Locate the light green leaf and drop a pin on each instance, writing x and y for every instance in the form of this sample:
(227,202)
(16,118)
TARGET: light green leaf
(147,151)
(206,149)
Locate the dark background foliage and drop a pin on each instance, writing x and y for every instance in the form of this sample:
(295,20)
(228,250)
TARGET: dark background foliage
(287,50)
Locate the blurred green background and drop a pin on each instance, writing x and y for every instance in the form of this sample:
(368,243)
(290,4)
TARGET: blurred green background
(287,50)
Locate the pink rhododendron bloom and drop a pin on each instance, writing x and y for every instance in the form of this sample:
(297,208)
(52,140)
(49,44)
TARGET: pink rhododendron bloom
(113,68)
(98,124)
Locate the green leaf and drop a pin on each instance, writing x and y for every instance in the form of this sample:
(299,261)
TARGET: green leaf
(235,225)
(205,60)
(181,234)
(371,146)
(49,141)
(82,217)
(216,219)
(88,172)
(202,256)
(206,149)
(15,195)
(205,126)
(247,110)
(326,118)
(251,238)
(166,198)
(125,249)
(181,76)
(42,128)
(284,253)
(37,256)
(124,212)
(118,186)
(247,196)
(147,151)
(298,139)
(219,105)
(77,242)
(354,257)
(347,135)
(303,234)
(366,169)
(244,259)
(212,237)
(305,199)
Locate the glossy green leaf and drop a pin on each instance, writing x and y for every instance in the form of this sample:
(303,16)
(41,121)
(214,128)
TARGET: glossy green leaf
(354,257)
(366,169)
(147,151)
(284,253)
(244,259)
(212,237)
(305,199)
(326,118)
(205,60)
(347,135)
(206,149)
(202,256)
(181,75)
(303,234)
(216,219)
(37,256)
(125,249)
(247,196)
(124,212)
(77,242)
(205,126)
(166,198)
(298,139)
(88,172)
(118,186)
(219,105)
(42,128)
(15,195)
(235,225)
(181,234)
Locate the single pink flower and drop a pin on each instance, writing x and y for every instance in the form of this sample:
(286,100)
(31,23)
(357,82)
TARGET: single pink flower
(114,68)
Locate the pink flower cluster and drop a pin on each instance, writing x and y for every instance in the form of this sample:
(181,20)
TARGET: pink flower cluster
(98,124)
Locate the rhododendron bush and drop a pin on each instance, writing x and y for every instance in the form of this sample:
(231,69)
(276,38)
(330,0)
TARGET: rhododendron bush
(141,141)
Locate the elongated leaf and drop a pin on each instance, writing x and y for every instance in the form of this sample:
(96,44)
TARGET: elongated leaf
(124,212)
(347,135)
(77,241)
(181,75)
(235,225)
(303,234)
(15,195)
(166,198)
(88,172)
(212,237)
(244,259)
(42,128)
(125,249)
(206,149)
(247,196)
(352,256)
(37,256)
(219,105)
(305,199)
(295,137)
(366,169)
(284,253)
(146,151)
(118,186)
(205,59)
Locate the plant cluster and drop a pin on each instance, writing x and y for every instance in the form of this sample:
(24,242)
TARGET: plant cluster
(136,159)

________________________

The required output is the line containing "Locate the single" through the last line of the records above, each copied exactly and nothing more.

— Reply —
Locate the single pink flower and drop a pin on each instance, writing x and y for every instance in the form of this sample:
(286,100)
(31,23)
(357,82)
TARGET: single pink flower
(114,68)
Locate the pink flower cluster and drop a pin on each instance, writing x and y for every instance in the form of this sample:
(181,20)
TARGET: pink flower cluster
(98,124)
Locate the rhododendron bush and drop a pin on each instance, writing x and y for every instance in the form of this sample:
(231,69)
(276,38)
(330,0)
TARGET: rhododendron bush
(141,141)
Locate the elongated leaf and drop a pin on each instance, writing x and y for every instance in the form of this sample:
(96,44)
TARGET: elongated leaf
(124,212)
(347,135)
(77,241)
(181,75)
(235,225)
(303,234)
(15,195)
(166,198)
(88,172)
(212,237)
(244,259)
(42,128)
(125,249)
(206,149)
(247,196)
(352,256)
(37,256)
(219,105)
(305,199)
(295,137)
(366,169)
(284,253)
(146,151)
(118,186)
(205,59)
Locate the plant cluster and drop a pin on each instance, writing x and y for every instance in the form of this sample:
(24,242)
TARGET: plant cluster
(136,159)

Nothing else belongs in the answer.